▶ _INPUT FOR THIS TASK_:
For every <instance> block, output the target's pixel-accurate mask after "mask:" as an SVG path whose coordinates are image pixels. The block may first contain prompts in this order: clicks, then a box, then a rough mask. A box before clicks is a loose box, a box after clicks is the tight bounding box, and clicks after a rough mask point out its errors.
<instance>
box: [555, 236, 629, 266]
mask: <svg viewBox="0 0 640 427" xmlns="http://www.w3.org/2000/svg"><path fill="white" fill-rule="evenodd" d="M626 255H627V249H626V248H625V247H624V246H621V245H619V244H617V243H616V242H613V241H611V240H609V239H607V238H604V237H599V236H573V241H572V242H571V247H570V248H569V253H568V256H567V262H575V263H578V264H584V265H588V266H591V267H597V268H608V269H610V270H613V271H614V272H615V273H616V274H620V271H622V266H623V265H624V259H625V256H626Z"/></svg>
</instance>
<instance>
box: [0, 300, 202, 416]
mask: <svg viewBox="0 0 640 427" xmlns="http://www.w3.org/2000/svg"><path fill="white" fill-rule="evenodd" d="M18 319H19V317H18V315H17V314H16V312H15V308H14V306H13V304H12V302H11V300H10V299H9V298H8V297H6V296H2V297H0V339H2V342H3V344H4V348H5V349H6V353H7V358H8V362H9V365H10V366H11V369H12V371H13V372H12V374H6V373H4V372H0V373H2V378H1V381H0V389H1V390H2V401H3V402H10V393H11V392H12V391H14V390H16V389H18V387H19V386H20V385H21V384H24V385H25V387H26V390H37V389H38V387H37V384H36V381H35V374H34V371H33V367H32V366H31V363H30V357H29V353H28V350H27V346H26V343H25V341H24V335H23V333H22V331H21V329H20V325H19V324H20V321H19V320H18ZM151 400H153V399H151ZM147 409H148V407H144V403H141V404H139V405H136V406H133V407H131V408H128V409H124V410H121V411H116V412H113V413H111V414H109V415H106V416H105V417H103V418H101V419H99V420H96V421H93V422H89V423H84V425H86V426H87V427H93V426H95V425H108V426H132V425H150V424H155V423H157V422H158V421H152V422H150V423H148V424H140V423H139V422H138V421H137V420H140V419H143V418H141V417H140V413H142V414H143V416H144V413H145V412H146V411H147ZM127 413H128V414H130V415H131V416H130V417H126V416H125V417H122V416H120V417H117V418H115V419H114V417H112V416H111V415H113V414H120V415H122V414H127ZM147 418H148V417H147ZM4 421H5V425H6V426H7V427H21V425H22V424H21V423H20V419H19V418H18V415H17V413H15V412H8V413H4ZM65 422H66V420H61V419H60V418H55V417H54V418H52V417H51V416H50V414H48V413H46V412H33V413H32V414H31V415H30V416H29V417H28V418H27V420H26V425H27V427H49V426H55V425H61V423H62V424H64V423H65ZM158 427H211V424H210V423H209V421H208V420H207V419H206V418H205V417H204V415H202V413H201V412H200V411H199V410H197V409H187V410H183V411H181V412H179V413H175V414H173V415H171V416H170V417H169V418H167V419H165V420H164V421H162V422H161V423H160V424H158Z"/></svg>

▶ _EXERCISE AIM_: Reproduce all of the material above, substituting "object" for every occurrence of "instance" and keeping everything else the same.

▶ _RESPONSE TO THE EXERCISE_:
For every <object> block, output the target's pixel-accurate mask after "mask:" as an SVG path whose coordinates are image pixels. The block may first contain prompts in this order: clicks, then a box, then a rough mask. A box before clicks is a loose box, a box after clicks is the tight bounding box, and clicks after a rough mask point out its errors.
<object>
box: [555, 236, 629, 266]
mask: <svg viewBox="0 0 640 427" xmlns="http://www.w3.org/2000/svg"><path fill="white" fill-rule="evenodd" d="M626 255H627V249H626V248H625V247H624V246H621V245H619V244H617V243H616V242H613V241H611V240H609V239H607V238H604V237H599V236H573V241H572V242H571V247H570V248H569V253H568V256H567V262H575V263H578V264H584V265H588V266H591V267H597V268H608V269H610V270H613V271H614V272H615V273H616V274H620V271H622V266H623V265H624V259H625V256H626Z"/></svg>
</object>
<object>
box: [0, 300, 202, 416]
mask: <svg viewBox="0 0 640 427" xmlns="http://www.w3.org/2000/svg"><path fill="white" fill-rule="evenodd" d="M18 319H19V317H18V315H17V314H16V312H15V308H14V306H13V304H12V302H11V300H10V299H9V298H8V297H6V296H2V297H0V339H2V342H3V344H4V348H5V349H6V353H7V358H8V362H9V365H10V366H11V369H12V371H13V372H12V374H6V373H4V372H0V373H2V378H1V381H0V389H1V390H2V401H3V402H10V393H11V392H12V391H14V390H16V389H18V387H19V386H20V385H21V384H24V385H25V387H26V390H37V389H38V387H37V384H36V381H35V374H34V371H33V367H32V366H31V363H30V357H29V353H28V350H27V346H26V343H25V341H24V335H23V333H22V331H21V329H20V325H19V324H20V321H19V320H18ZM151 400H153V399H151ZM147 409H148V407H144V403H141V404H139V405H136V406H133V407H131V408H128V409H124V410H121V411H116V412H113V413H111V414H109V415H106V416H105V417H103V418H101V419H99V420H96V421H93V422H89V423H84V425H86V426H87V427H93V426H95V425H108V426H132V425H150V424H155V423H157V422H158V421H152V422H150V423H148V424H140V423H139V422H138V421H137V420H140V419H143V418H141V417H140V413H142V414H143V416H144V413H145V412H146V411H147ZM127 413H128V414H130V415H131V416H130V417H126V416H125V417H122V416H120V417H117V418H115V419H114V417H112V416H111V415H113V414H120V415H122V414H127ZM147 418H148V417H147ZM4 421H5V425H6V426H7V427H21V425H22V424H21V423H20V419H19V418H18V415H17V413H15V412H8V413H4ZM65 422H66V420H61V419H60V418H55V417H54V418H52V417H51V416H50V414H48V413H46V412H33V413H32V414H31V415H30V416H29V417H28V418H27V420H26V425H27V427H49V426H55V425H61V423H62V424H64V423H65ZM158 427H211V424H210V423H209V421H208V420H207V419H206V418H205V417H204V415H202V413H201V412H200V411H199V410H197V409H187V410H183V411H181V412H179V413H175V414H173V415H171V416H170V417H169V418H167V419H165V420H164V421H162V422H161V423H160V424H158Z"/></svg>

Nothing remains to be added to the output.